Records from a data collection:

----

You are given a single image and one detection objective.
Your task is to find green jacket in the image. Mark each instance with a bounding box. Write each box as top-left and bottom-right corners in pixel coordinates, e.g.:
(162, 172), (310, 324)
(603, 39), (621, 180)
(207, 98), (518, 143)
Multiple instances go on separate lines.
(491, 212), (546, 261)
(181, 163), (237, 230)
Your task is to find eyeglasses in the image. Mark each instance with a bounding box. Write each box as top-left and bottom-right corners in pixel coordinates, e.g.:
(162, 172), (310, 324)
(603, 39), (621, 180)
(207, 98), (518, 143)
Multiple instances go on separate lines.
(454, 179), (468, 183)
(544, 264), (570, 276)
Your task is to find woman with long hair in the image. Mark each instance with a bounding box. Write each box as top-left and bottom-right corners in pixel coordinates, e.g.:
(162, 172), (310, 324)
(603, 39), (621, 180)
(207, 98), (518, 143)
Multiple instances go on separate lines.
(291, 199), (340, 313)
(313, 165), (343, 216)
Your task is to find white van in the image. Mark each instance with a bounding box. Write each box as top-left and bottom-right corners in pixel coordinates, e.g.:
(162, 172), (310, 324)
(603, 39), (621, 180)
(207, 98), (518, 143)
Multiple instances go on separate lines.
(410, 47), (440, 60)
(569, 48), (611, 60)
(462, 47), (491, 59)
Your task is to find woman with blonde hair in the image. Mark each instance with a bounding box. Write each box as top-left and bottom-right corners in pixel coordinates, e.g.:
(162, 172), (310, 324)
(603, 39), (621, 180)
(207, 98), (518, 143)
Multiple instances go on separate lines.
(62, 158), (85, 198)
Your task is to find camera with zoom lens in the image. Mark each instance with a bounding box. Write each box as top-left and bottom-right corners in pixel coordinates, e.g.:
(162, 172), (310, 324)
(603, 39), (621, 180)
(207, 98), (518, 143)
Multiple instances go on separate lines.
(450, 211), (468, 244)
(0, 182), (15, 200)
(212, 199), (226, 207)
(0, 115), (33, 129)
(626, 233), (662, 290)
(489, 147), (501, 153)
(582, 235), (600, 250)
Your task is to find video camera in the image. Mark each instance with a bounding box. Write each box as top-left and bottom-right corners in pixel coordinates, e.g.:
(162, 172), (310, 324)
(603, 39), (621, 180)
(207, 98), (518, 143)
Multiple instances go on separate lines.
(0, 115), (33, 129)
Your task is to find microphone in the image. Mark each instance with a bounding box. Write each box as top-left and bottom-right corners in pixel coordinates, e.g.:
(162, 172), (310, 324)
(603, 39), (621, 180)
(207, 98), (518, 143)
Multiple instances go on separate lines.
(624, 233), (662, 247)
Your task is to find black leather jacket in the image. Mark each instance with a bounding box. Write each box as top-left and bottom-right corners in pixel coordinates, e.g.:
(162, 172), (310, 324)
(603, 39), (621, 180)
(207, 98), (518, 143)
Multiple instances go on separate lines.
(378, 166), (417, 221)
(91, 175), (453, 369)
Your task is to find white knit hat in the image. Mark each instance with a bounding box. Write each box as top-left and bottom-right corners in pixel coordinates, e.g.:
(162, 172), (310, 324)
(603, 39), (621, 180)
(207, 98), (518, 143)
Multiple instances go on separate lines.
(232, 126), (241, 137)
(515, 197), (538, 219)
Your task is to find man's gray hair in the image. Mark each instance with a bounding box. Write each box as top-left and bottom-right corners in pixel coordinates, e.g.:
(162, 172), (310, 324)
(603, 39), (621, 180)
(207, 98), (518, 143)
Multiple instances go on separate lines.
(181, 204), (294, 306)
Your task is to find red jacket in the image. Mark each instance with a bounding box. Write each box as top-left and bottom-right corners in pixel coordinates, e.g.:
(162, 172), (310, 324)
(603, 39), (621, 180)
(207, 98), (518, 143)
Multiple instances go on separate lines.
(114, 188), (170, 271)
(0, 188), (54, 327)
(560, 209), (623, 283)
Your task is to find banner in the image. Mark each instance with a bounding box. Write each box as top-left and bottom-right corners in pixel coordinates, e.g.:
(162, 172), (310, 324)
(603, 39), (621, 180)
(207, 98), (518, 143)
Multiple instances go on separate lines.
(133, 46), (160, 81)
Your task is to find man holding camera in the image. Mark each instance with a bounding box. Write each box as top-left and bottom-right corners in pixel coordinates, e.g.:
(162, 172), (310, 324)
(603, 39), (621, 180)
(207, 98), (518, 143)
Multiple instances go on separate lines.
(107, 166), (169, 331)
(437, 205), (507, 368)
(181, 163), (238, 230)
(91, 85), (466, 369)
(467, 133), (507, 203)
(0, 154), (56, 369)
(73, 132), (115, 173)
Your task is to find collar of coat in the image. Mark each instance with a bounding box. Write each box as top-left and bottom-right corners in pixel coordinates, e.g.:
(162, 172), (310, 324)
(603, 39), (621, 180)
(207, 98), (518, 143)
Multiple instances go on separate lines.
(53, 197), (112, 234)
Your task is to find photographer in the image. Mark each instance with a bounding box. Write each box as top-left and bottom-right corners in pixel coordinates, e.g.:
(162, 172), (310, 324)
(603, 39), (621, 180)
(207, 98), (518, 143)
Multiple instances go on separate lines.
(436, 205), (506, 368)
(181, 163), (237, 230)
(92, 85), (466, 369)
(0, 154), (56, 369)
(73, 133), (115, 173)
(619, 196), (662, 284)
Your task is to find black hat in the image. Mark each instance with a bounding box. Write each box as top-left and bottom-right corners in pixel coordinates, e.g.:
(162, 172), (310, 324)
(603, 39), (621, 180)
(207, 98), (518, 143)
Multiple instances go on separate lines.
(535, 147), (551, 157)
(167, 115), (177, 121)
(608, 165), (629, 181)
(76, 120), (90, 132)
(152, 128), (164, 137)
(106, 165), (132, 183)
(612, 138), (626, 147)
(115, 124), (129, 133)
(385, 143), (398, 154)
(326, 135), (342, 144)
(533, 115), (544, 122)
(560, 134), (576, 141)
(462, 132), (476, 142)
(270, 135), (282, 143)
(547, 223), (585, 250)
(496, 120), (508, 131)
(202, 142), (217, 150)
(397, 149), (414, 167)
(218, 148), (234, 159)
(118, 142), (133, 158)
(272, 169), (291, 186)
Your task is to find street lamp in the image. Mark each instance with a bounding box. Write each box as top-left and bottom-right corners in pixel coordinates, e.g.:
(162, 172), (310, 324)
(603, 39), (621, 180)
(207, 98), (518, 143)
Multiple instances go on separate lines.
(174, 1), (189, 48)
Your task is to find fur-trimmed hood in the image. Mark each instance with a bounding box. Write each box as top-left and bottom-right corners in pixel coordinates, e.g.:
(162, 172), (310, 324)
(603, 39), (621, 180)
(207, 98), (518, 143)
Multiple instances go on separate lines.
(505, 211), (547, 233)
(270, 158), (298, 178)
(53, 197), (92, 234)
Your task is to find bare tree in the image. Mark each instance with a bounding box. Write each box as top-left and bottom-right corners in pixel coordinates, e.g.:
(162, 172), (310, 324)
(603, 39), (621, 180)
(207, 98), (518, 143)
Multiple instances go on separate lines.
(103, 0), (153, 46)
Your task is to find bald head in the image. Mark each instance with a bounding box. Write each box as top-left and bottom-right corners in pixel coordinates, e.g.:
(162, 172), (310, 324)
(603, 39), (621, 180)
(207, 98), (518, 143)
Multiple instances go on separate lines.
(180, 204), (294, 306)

----

Repeat each record verbatim.

= SOLUTION TO THE EXERCISE =
You are given a single image and one detection objective.
Your task is to find green jacket in the image. Mark each instance with a bounding box. Write each box as top-left and bottom-right corners in pixel coordinates, e.g.:
(162, 172), (310, 324)
(603, 39), (621, 180)
(207, 98), (518, 143)
Multiple instances go on separate lines.
(491, 212), (546, 261)
(181, 163), (237, 230)
Your task is to find eyeglasses in the image. Mark each instance with a bounding box. Write each box as top-left and bottom-right corners in pixel coordinates, e.g.:
(162, 172), (310, 324)
(603, 39), (621, 180)
(207, 98), (518, 143)
Multiple instances go on separate lines.
(454, 179), (468, 183)
(544, 264), (570, 276)
Your task is to find woman with long hair in the image. Mark each instance with a bounding box. Write each box as top-left and bottom-right corners in pixel coordinates, e.g.:
(162, 172), (310, 324)
(603, 39), (621, 180)
(207, 98), (518, 143)
Multiple instances go on separate lines.
(291, 199), (340, 313)
(313, 165), (343, 216)
Your task is to find white van in the image. Mark each instance with a bounding box. Write each box as top-left and bottom-right corners in pixel coordinates, e.g.:
(162, 172), (310, 324)
(603, 39), (621, 180)
(207, 98), (518, 143)
Multiple instances go on separate lines.
(410, 47), (440, 60)
(569, 48), (611, 60)
(462, 47), (491, 59)
Your task is to find woman with blonde hair in the image. Mark each instance with a bounding box. Write each box as top-left and bottom-right corners in pixel coordinates, e.g.:
(162, 172), (310, 324)
(603, 39), (621, 180)
(207, 98), (518, 143)
Multiple instances go on separate lines.
(62, 158), (85, 198)
Your task is to find camera with zoom lens in the image. Mark each instance with a bounding box. Write each box as top-left and bottom-right corners in pixel coordinates, e.g.:
(162, 172), (310, 324)
(603, 39), (621, 180)
(207, 98), (518, 143)
Multiple instances go on separate lines.
(450, 211), (468, 244)
(0, 182), (15, 200)
(212, 199), (226, 207)
(0, 115), (33, 129)
(626, 233), (662, 290)
(489, 147), (501, 153)
(582, 235), (600, 250)
Your task is to find video camera in the image. Mark each instance with a bounding box. Write each box as top-left and bottom-right corners in pixel coordinates, e.g.:
(162, 172), (310, 324)
(603, 39), (621, 180)
(207, 98), (518, 143)
Multiple instances go on separate lines.
(0, 115), (33, 129)
Your task is to find microphone in the image. Mark each instance with a bounding box. Write each box as top-left and bottom-right corners in pixel coordinates, e.g.:
(162, 172), (310, 324)
(603, 39), (621, 180)
(207, 98), (518, 143)
Multiple instances go on separate lines.
(624, 233), (662, 247)
Your task is to find black leather jacket in the image. Mark each instance with a bounding box. Write each box as top-left and bottom-right corners in pixel coordinates, e.g.:
(162, 172), (310, 324)
(603, 39), (621, 180)
(207, 98), (518, 143)
Multiple instances go on separate lines.
(378, 166), (417, 221)
(91, 175), (453, 369)
Your task is to find white knit hat in the image. Mark each instance with a bounding box. Write each box as top-left and bottom-right corners in pixel coordinates, e.g.:
(162, 172), (310, 324)
(603, 39), (621, 180)
(207, 98), (518, 143)
Multiple instances go on separate lines.
(232, 126), (241, 137)
(515, 197), (538, 219)
Your task is to find man's gray hair in the image. Mark each instance with a bounding box. Write each box as top-left and bottom-right corners in pixel coordinates, e.g.:
(162, 172), (310, 324)
(603, 39), (621, 180)
(207, 98), (518, 143)
Multiple instances go on separate lines.
(181, 204), (294, 306)
Your task is to find red jacket in the image. Mark each instance with a bounding box. Write each box as top-left and bottom-right corners in pixel coordinates, e.g.:
(162, 172), (310, 324)
(603, 39), (621, 180)
(207, 98), (518, 143)
Multiple instances go on separate lines.
(114, 188), (170, 271)
(0, 188), (54, 327)
(560, 209), (623, 283)
Your task is to find banner in the image. Mark each instance with a bounding box. Write each box as top-left and bottom-right corners in pixel coordinates, e.g.:
(162, 172), (310, 324)
(603, 39), (621, 180)
(207, 98), (518, 143)
Multiple instances go on separate lines.
(133, 46), (160, 81)
Your task is to find man holding camera in the image. Mark each instance with a bounding box. Write each box as top-left and bottom-right corners in pixel coordinates, e.g.:
(162, 172), (310, 324)
(603, 39), (621, 180)
(207, 98), (518, 143)
Multiple instances go on separate lines.
(107, 166), (169, 331)
(437, 205), (507, 368)
(181, 163), (238, 230)
(91, 85), (466, 369)
(467, 133), (507, 203)
(0, 154), (56, 369)
(73, 132), (115, 173)
Your task is to find collar of coat in the image. Mark each instance with a bounding box. Write each box as top-left and bottom-right corners in pixel coordinates, e.g.:
(162, 172), (310, 324)
(603, 39), (621, 180)
(207, 98), (518, 143)
Multiple instances go on separate lines.
(53, 197), (112, 234)
Your task is to find photographer in the image. Mark each instance with a bounding box. Write each box as top-left and bottom-right corners in pixel coordinates, e.g.:
(162, 172), (310, 324)
(603, 39), (621, 180)
(207, 98), (518, 143)
Multiple instances go on separate lines.
(436, 205), (506, 368)
(181, 163), (237, 230)
(92, 85), (466, 369)
(0, 154), (56, 369)
(73, 133), (115, 173)
(619, 196), (662, 284)
Your task is to find black hat in the image. Mark each instance with a bounding box. Write each box as top-left and bottom-right corners in pixel coordinates, e.g.:
(162, 172), (310, 324)
(603, 39), (621, 180)
(207, 98), (518, 143)
Multiple instances go on separate lines.
(535, 147), (551, 157)
(167, 115), (177, 121)
(608, 165), (629, 181)
(76, 120), (90, 132)
(152, 128), (164, 137)
(106, 165), (132, 183)
(612, 138), (626, 147)
(115, 124), (129, 133)
(385, 143), (398, 154)
(326, 135), (342, 144)
(533, 115), (544, 122)
(560, 134), (576, 141)
(462, 132), (476, 142)
(270, 135), (282, 143)
(547, 223), (585, 250)
(496, 120), (508, 131)
(202, 142), (217, 150)
(397, 149), (414, 167)
(218, 148), (234, 159)
(118, 142), (133, 158)
(272, 169), (291, 186)
Your task is to find street lamp in the image. Mark each instance with a bounding box. Write each box as top-left and bottom-right corners in pixel coordinates, e.g.:
(162, 172), (310, 324)
(603, 39), (621, 180)
(207, 98), (518, 143)
Multiple instances go on separate lines.
(174, 1), (189, 48)
Your task is to find fur-trimmed hood in the image. Mark each instance with a bounding box. Write each box as top-left and bottom-right corners in pixel coordinates, e.g.:
(162, 172), (310, 324)
(603, 39), (621, 180)
(207, 98), (518, 143)
Multiple instances go on separate lines.
(505, 211), (547, 233)
(270, 158), (298, 178)
(53, 197), (92, 234)
Your task is to find bare tree in the image. Mark each instance with a bounding box. Write each box as top-left and bottom-right corners in pixel coordinates, e.g.:
(162, 172), (310, 324)
(603, 39), (621, 180)
(207, 98), (518, 143)
Multiple instances go on separate lines.
(103, 0), (153, 46)
Your task is to find bald head in the image. Mark each instance with a bounding box. Write each box as top-left and bottom-right corners in pixel coordinates, e.g.:
(162, 172), (310, 324)
(603, 39), (621, 180)
(207, 98), (518, 143)
Multiple instances go on separate lines.
(180, 204), (294, 306)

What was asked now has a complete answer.